▽
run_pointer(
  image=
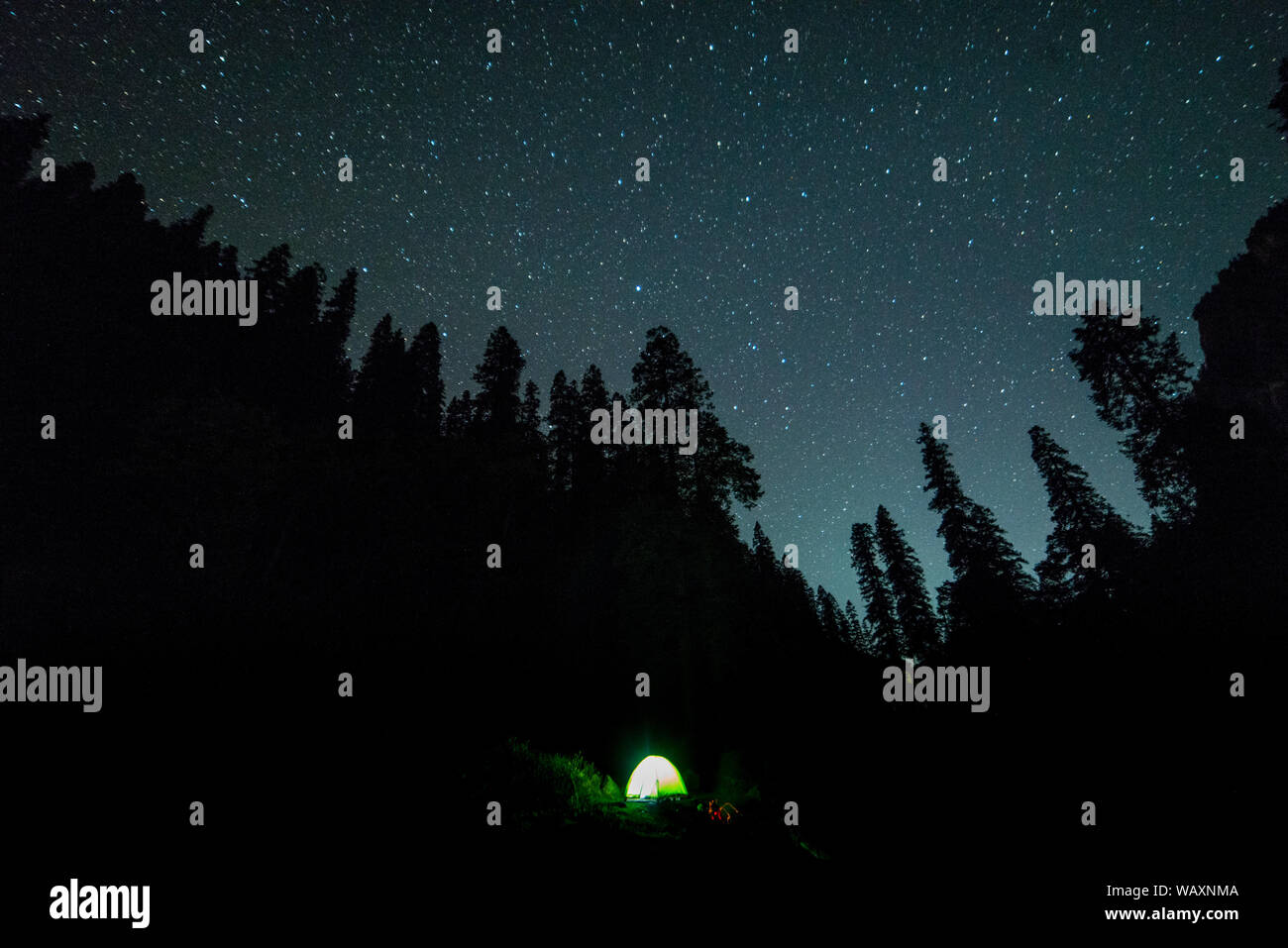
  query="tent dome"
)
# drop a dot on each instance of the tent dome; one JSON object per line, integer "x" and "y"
△
▽
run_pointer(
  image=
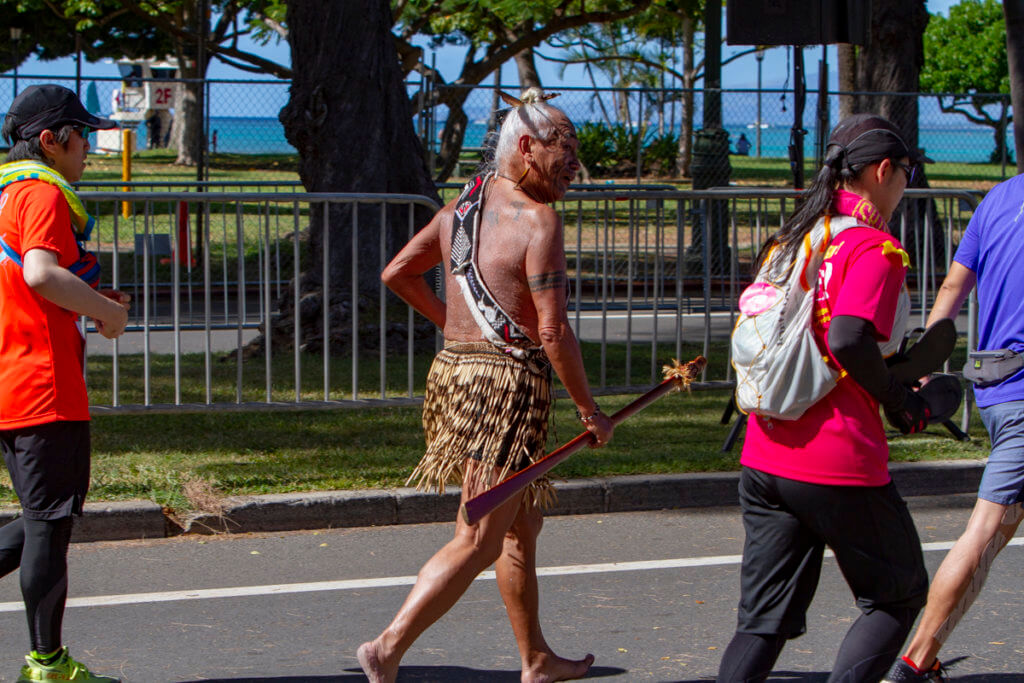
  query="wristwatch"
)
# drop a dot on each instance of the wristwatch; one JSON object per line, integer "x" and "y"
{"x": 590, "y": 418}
△
ABOUT THIS EXERCISE
List every line in the records above that contains the word "tent".

ANSWER FOR THE TASK
  query="tent dome"
# drop a dot on each instance of the tent dome; one JSON object per line, integer "x" and "y"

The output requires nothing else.